[Задание] Соберите все строки, в которых встречается слово «grass», и выпишите их без изменений.

[Строки с указанием названных объектов]
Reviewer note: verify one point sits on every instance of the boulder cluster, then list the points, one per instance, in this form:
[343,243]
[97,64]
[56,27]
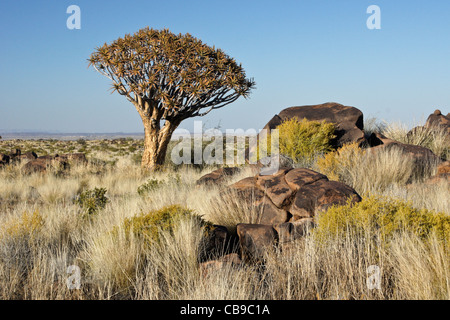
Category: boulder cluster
[32,163]
[288,201]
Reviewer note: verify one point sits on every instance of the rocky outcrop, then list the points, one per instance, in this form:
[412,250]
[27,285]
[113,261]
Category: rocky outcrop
[218,177]
[442,174]
[348,120]
[290,194]
[422,156]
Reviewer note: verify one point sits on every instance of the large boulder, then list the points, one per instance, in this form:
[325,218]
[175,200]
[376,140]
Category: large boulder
[348,120]
[422,156]
[231,260]
[218,177]
[290,195]
[255,240]
[437,119]
[442,174]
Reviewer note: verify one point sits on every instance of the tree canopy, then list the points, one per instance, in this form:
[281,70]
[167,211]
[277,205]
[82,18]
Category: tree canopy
[168,76]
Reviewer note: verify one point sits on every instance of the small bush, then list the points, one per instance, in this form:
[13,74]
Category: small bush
[149,225]
[383,219]
[92,201]
[302,140]
[150,185]
[336,165]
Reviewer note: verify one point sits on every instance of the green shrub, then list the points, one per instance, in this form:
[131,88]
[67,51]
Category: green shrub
[302,140]
[92,201]
[149,186]
[148,225]
[382,219]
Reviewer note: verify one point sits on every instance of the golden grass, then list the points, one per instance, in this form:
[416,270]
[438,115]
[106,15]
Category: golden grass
[34,261]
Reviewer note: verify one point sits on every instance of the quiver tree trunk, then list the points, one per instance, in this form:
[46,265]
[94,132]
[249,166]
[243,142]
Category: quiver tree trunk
[156,142]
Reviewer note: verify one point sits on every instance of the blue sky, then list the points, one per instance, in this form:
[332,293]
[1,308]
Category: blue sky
[298,52]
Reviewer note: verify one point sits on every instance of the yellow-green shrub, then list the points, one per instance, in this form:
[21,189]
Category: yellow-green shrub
[148,225]
[383,218]
[303,139]
[336,164]
[28,224]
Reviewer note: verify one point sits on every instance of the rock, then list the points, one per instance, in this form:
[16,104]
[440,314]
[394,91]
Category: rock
[422,156]
[319,196]
[283,161]
[218,177]
[15,155]
[215,244]
[348,120]
[290,194]
[27,156]
[291,231]
[229,260]
[255,240]
[276,188]
[299,178]
[444,168]
[442,174]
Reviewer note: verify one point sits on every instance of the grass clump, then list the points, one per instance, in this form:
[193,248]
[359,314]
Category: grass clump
[92,201]
[302,140]
[337,164]
[383,219]
[150,225]
[147,187]
[28,224]
[367,171]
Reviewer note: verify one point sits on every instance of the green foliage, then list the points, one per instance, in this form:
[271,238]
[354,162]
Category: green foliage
[337,164]
[92,201]
[302,140]
[149,225]
[382,218]
[150,185]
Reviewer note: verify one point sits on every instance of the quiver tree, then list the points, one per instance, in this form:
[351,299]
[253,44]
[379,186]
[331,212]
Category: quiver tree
[169,78]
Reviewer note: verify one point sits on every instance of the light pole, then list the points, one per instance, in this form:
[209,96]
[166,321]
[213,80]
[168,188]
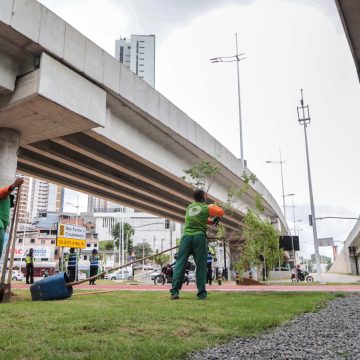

[Результат выполнения]
Reviewer note: verify one point sits on every instance of the golden grass, then list the points, one per instance, in this form:
Category: golden grass
Reviewer note: verify one point sits on every instance of the grass clump, then list the points, one per instance, in this form:
Category: grass clump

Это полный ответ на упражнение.